Breastfeeding every baby immediately after birth could prevent a significant number of neonatal deaths in developing countries. A recent study found that breast-feeding in the first hour after birth can prevent 22 per cent newborn deaths. More than one third of all child deaths occur during the first fragile month of life.  Early breastfeeding can reduce that toll and is an important step towards the Millennium Development Goal of a two-thirds reduction in child mortality.

Exclusive breastfeeding for the first 6 months is the single most effective preventative measure for child survival – it can reduce child mortality by 13 per cent. For Mozambique, this could mean avoiding the deaths of around 15,000 children under five. While the majority of children in Mozambique are breastfed, only one in three are breastfed exclusively during the first six months of life. The rate of abandoning exclusive breastfeeding is very high. By three months of age, only 38 per cent of infants are exclusively breastfed.

§ **Referring expression grounding data**

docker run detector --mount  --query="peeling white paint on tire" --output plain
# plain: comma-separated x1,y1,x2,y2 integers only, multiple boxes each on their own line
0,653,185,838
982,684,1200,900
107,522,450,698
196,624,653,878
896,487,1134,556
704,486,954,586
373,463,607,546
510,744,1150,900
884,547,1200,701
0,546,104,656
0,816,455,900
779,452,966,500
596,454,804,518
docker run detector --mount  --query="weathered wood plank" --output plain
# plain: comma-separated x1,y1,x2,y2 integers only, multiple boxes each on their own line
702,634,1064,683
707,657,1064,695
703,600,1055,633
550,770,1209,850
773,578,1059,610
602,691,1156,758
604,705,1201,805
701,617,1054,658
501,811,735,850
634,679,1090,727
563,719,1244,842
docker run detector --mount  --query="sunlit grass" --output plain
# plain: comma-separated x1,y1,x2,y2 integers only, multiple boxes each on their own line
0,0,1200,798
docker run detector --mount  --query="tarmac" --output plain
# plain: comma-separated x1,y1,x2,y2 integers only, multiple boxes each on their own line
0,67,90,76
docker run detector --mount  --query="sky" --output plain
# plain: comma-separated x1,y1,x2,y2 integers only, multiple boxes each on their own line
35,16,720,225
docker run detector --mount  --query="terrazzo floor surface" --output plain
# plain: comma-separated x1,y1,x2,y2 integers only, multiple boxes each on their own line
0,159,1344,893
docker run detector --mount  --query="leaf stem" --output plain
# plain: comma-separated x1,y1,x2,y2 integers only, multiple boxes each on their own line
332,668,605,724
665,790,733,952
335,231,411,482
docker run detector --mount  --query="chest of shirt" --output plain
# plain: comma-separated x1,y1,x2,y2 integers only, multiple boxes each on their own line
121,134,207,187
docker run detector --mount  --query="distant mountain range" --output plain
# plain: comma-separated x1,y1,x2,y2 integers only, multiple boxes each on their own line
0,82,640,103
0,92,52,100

§ **Problems and tasks**
1: Answer these questions using the passage on breastfeeding:
(a) What share of newborn deaths can breastfeeding in the first hour after birth prevent, according to the recent study?
(b) By how much can exclusive breastfeeding for the first 6 months reduce child mortality?
(c) What percentage of infants are exclusively breastfed by three months of age?
2: Copy the part of the passage on breastfeeding starting with "Exclusive breastfeeding for" and going on through "are exclusively breastfed.".
The records are separate material and have nothing to do with the breastfeeding passage.

§ **Outputs for the tasks**
1:
(a) 22 per cent
(b) 13 per cent
(c) 38 per cent

2:
Exclusive breastfeeding for the first 6 months is the single most effective preventative measure for child survival – it can reduce child mortality by 13 per cent. For Mozambique, this could mean avoiding the deaths of around 15,000 children under five. While the majority of children in Mozambique are breastfed, only one in three are breastfed exclusively during the first six months of life. The rate of abandoning exclusive breastfeeding is very high. By three months of age, only 38 per cent of infants are exclusively breastfed.